Detection examples:
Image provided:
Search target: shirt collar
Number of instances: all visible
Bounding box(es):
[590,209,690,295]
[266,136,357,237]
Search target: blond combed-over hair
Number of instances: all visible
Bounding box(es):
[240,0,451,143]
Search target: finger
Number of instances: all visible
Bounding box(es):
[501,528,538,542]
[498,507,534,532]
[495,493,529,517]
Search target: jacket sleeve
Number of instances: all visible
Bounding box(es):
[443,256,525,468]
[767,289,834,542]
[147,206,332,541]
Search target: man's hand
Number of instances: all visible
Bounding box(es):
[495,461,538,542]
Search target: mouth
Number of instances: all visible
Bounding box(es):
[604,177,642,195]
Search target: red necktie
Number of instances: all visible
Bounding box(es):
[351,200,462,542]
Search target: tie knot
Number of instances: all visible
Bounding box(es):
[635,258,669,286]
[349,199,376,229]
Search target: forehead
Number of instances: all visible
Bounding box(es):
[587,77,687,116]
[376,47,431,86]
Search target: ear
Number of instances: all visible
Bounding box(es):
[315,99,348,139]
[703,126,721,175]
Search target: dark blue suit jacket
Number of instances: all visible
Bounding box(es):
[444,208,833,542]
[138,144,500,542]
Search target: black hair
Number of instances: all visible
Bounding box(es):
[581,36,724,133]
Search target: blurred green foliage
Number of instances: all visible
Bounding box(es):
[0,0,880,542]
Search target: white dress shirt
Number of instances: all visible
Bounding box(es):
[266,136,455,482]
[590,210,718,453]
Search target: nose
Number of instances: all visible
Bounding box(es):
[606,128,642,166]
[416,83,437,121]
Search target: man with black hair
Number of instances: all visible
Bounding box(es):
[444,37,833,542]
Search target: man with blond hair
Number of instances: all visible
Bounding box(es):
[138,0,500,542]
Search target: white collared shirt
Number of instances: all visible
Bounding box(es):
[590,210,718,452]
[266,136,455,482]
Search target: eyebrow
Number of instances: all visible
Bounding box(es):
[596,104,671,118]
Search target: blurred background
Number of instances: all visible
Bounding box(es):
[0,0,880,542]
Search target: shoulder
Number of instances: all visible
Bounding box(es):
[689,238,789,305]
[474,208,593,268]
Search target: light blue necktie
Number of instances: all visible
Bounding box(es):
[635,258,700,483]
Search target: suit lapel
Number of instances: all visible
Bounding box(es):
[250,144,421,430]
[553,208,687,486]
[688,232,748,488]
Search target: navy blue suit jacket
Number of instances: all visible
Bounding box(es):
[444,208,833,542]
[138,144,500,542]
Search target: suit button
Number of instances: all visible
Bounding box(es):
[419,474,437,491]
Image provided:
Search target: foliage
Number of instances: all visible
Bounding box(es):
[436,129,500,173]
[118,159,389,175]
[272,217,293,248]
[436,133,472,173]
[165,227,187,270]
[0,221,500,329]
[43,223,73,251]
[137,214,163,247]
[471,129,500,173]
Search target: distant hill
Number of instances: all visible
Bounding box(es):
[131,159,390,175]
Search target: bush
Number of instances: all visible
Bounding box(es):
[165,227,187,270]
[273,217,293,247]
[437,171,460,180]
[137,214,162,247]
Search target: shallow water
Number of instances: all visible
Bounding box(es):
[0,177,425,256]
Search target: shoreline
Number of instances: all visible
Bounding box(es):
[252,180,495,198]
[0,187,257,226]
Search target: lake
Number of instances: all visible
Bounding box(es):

» **Task details**
Reproduce every row above verbatim, with no changes to wording, numbers, or order.

» **Answer for the task**
Image provided:
Search target: shirt collar
Number of instances: all visible
Bounding box(es):
[590,209,690,295]
[266,136,357,237]
Search target: blond combed-over hair
Number of instances: all visible
Bounding box(es):
[240,0,451,143]
Search target: finger
Number of instances: all visible
Bounding box(es):
[501,528,538,542]
[498,507,534,532]
[495,493,529,517]
Search target: jacket sleeve
Number of instances: all visible
Bounding box(es):
[443,256,525,468]
[767,289,834,542]
[147,206,332,541]
Search target: man's hand
Number of instances: all visible
Bounding box(es):
[495,461,538,542]
Search target: mouth
Number of instances: all visible
Bounding box(es):
[604,177,642,195]
Search target: red necktie
Number of instances: all visible
Bounding box(es):
[351,200,462,542]
Search target: tie knot
Number of instances: all visible
Bounding box(es):
[635,258,669,286]
[349,199,376,229]
Search target: forehead
Number of instances: all visible
Bounding box(es):
[587,77,687,116]
[376,47,431,86]
Search target: ear
Number of instances: all visible
Bounding box(es):
[315,99,348,139]
[703,126,721,175]
Search target: dark blue suit jacket
Number of instances: all visible
Bounding box(es):
[444,208,833,542]
[138,144,500,542]
Search target: black hair
Number of instances: all visible
Bounding box(es):
[581,36,724,133]
Search target: blurred green foliage
Number of instances: all visible
Bounding box(es):
[0,0,880,542]
Search target: white dress shirt
Number of instances: all visible
Bounding box(es):
[266,136,455,482]
[590,210,718,453]
Search target: nose
Number of instances: all visible
Bounding box(es):
[606,128,642,166]
[416,83,437,121]
Search target: man with black hair
Number of instances: all visible
Bounding box(es):
[444,37,833,542]
Search target: man with blond hair
Number of instances: all visible
Bounding box(es):
[138,0,500,542]
Search target: white collared shirt
Number of instances: all visible
Bounding box(es):
[590,210,718,452]
[266,136,455,482]
Search target: eyebrow
Number of instances: all visible
Bounding box(es):
[596,104,671,118]
Search target: blurred background
Number of instances: all visible
Bounding box(es):
[0,0,880,542]
Search target: shoulder
Number of instances: all visible
Bounding box(es):
[689,238,789,305]
[474,208,593,268]
Search target: light blue necktie
Number of instances: all visible
Bounding box(es):
[635,258,700,483]
Search target: suit lapel
Number of instances: all visible
Bounding box(es):
[250,144,421,430]
[553,208,687,486]
[688,232,748,488]
Search target: navy blue suit jacket
Number of instances: all visible
Bounding box(es):
[444,208,833,542]
[138,144,500,542]
Search target: suit button
Number of instances: all visible
Bounding box(es):
[419,474,437,491]
Image provided:
Search target: foliage
Number of instances: all visible
Bounding box(es):
[436,129,500,173]
[118,159,389,175]
[272,217,293,248]
[436,133,472,173]
[165,227,187,270]
[0,221,500,329]
[43,223,73,251]
[137,214,163,247]
[471,129,500,173]
Search target: distant hill
Number of instances: all visible
Bounding box(es):
[131,159,390,175]
Search target: bush
Number of instances: all visible
Bounding box(es):
[165,227,187,270]
[273,217,293,247]
[437,171,460,180]
[137,214,162,247]
Search target: shallow water
Number of instances: all visible
Bounding box(es):
[0,177,425,256]
Search target: shoreline
Number of instances: all visible
Bounding box(es):
[252,180,495,198]
[0,187,257,226]
Search target: lake
Number of instances: all visible
Bounding box(es):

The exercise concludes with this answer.